In its innovative 2014 environmental profit and loss account, published with the Danish environment ministry, the company valued its water use for 2011 at €34 million. Greenhouse gases were estimated at €171 million and air pollution at €18 million. Each figure was split into the various tiers of the company’s supply chain and own operations. It included a natural capital component, stating: “if environmental costs relating to water consumption, greenhouse gas emissions and air pollution were to be internalised, Novo Nordisk would have to pay €29 million in 2011 for operational activities (core activities) alone.” 
 
Novo Nordisk’s efforts consist partly of an environmental footprint calculation based on corporate outputs. However, they also contain a natural capital component. Its valuation includes estimates of impacts on pollination services and carbon sequestration. 
 
Most corporations do not go that far, reporting only tonnes of polluting gases, for example. Valuations are fraught with difficulty because of the very character of natural systems, whose boundaries are hard to define and whose categories not discrete. “In conventional accounting, you know what to include and what to leave out. But you can’t measure natural capital without making subjective judgements,” comments environmental accounting expert emeritus Professor Robert Gray of St Andrews University, UK. Hence, natural capital numbers are bound to be open to criticism.

Listing from a point labeling set
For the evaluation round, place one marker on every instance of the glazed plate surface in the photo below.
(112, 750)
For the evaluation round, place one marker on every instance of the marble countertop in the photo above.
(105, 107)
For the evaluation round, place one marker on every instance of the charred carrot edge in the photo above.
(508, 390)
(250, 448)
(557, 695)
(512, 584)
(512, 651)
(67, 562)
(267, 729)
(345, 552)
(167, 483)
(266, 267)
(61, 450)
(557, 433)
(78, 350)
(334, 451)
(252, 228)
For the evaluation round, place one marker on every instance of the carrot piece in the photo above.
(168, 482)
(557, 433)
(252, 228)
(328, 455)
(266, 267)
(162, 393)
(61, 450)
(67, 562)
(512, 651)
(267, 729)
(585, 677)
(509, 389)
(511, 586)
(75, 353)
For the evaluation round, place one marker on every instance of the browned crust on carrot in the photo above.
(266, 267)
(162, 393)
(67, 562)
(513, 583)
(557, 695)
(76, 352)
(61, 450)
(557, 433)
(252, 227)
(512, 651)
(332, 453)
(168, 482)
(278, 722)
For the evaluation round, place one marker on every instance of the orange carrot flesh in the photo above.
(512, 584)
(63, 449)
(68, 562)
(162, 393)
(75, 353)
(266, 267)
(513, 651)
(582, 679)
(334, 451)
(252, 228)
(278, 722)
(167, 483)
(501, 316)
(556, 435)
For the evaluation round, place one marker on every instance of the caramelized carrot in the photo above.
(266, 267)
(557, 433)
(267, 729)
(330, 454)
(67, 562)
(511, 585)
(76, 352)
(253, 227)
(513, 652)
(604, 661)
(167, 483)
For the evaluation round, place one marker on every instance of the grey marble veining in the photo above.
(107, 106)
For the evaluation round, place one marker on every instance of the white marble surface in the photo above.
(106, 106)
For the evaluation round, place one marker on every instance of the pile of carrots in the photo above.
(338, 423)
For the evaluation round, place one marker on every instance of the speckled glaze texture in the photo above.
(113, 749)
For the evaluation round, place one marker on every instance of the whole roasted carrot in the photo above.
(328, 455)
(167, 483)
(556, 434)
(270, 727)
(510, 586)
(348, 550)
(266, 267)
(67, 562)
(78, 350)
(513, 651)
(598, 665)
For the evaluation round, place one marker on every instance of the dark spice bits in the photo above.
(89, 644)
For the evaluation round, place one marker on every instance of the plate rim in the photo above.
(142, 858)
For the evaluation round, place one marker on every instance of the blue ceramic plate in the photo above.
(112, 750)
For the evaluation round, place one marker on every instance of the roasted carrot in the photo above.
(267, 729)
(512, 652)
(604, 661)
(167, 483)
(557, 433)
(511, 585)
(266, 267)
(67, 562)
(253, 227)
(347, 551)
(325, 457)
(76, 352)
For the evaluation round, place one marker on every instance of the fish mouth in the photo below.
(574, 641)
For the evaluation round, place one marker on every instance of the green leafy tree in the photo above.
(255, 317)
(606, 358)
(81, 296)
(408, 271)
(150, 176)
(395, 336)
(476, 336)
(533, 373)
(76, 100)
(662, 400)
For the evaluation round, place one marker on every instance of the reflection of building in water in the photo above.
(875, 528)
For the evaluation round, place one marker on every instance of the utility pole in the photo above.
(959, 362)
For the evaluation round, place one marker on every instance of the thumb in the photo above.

**TASK SET:**
1 > In the environmental accounting passage, what value did the company assign to its water use for 2011?
2 > Output the environmental accounting passage between "Novo Nordisk’s efforts" and "and carbon sequestration.", inclusive.
This listing bears no relation to the environmental accounting passage.

**WRITTEN RESPONSES:**
1 > €34 million.

2 >
Novo Nordisk’s efforts consist partly of an environmental footprint calculation based on corporate outputs. However, they also contain a natural capital component. Its valuation includes estimates of impacts on pollination services and carbon sequestration.